This summer, Marie Gregory, FCRH ’25, spent time with mosquitoes at Fordham University’s Louis Calder Center in Armonk, New York. She participated in Fordham’s Calder Summer Undergraduate Research (CSUR) program for students interested in conducting 10-week independent research.
Gregory chose to study mosquitoes and the CSUR program and staff guided her in her research. She took an interest in continuing research from her microbiology course taken the semester before.
“I was working in the Vector Lab, which is also a medical entomologist lab for the state,” said Gregory. “So in addition to doing their own research, they also collect ticks and mosquitoes and give that to the state’s health [department], keeping track of what’s going on.” The heads of the lab are Dr. Thomas Daniels and Dr. Richard Falco. Gregory worked with Dr. Marie Katz, who was also her professor for microbiology the semester before. “She taught me all I know about mosquitoes,” said Gregory.

**MATERIAL PROVIDED**

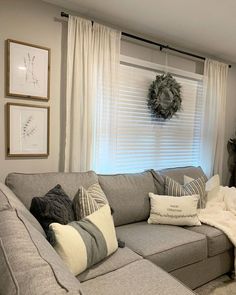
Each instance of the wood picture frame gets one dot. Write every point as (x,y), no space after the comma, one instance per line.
(27,130)
(28,70)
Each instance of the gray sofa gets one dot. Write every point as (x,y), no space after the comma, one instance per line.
(157,259)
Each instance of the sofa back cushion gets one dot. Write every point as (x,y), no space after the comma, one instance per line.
(8,200)
(30,264)
(178,173)
(27,186)
(127,194)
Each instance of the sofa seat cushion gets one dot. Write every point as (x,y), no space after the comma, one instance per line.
(27,186)
(32,264)
(127,194)
(168,246)
(137,278)
(122,257)
(217,241)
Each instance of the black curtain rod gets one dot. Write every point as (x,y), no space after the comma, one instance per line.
(162,46)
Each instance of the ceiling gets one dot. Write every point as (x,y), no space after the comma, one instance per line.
(203,26)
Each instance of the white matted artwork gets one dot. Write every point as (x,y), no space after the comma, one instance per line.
(28,73)
(28,130)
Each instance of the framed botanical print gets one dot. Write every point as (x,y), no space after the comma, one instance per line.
(27,130)
(28,70)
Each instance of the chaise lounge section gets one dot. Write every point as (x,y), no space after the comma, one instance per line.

**PROBLEM TO SOLVE**
Answer these questions from the mosquito research text.
(a) How many weeks of independent research does the CSUR program offer?
(b) Which course, taken the semester before, sparked Gregory's interest in continuing research?
(c) Who are the heads of the Vector Lab?

**EXPECTED OUTPUT**
(a) 10 weeks.
(b) Her microbiology course.
(c) Dr. Thomas Daniels and Dr. Richard Falco.